## CHALLENGE 1
Copy the citizen science article from "In Ann Arbor, Mich., the" up to and including "the volunteer coordinator.".

## SELECTION
Building a Science Pipeline
Connecting sometimes dry data collection to real people and problems can motivate more students to enter science, technology, engineering, and math careers, according to Suzanne Harper, who directs the Girl Scouts of U .S.A.'sThink Like a Citizen Scientist journey program. The Girl Scouts launched their “Think Like a Citizen Scientist” series of projects in 2016. Researchers who work with the program send videos explaining their work and how observations or data from the scouts could help them.
“We know from research that the best way to let girls get involved in STEM is to let them know how it will help others, help animals, help the earth,” Harper said.
For example, California Brownie Troop 33662 worked with keepers at the Oakland Zoo to document animals’ behaviors in their enclosures and compare the rhythms of eating, sleeping, and other activities there to how the animals behaved in the wild.
“I learned that anyone can make observations and collect data, even if they’re not a real scientist, and my Girl Scout troop can help real scientists solve problems,” said Sienna, a 2nd grader in the troop, whose mother asked that her last name not be used.
In Ann Arbor, Mich., the Huron River Watershed Council uses tiered citizen science projects to spark young people’s interest in local science issues, according to Frenzel, the volunteer coordinator.
Three times a year, about 600 local volunteers take part in the council’s “bug census,” collecting and identifying insects throughout the community. More committed volunteers, most of them high-school-age, participate in a separate project to help monitor local water chemistry every other week. And the council supports special investigative research projects from returning college students.
“We’re trying to structure a trajectory for future scientists,” Frenzel said. “It’s important for students to have the opportunity to learn through place-based work ... just to be able to touch the critters, gather the water, it strongly reinforces their class learning.”
These often-crowdsourced projects may also help train young people for a scientific world that has become increasingly focused on broad collaboration.

## CHALLENGE 2
Rewrite every line of the records from the line with "locate every dirt" through the end of the records, both ends included, changing only the box coordinates: multiply each by 2.4 and round to a whole number, with halves rounded up.

## SOURCE MATERIAL
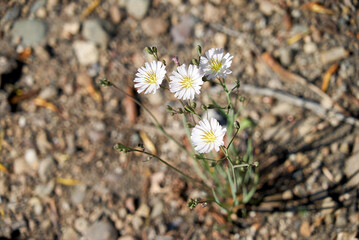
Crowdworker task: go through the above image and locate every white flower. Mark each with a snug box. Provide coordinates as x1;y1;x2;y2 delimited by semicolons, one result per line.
191;118;227;153
134;61;166;94
170;64;203;100
199;48;233;79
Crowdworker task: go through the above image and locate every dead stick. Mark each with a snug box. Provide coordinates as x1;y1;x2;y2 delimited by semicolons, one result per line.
240;84;359;127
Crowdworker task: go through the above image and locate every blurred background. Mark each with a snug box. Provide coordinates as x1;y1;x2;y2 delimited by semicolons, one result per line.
0;0;359;240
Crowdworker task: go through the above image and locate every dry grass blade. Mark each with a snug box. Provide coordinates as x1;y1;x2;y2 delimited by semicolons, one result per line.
302;2;334;14
140;131;157;155
322;63;339;92
0;163;9;174
34;97;59;113
81;0;101;20
56;178;81;186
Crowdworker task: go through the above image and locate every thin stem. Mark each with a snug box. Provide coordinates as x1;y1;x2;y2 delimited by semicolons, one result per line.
111;83;187;151
131;148;210;190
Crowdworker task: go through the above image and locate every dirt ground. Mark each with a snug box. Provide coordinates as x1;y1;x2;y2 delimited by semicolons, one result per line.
0;0;359;240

## TASK SOLUTION 1
In Ann Arbor, Mich., the Huron River Watershed Council uses tiered citizen science projects to spark young people’s interest in local science issues, according to Frenzel, the volunteer coordinator.

## TASK SOLUTION 2
Crowdworker task: go through the above image and locate every dirt ground. Mark each with a snug box. Provide coordinates as x1;y1;x2;y2 delimited by semicolons, one result per line.
0;0;862;576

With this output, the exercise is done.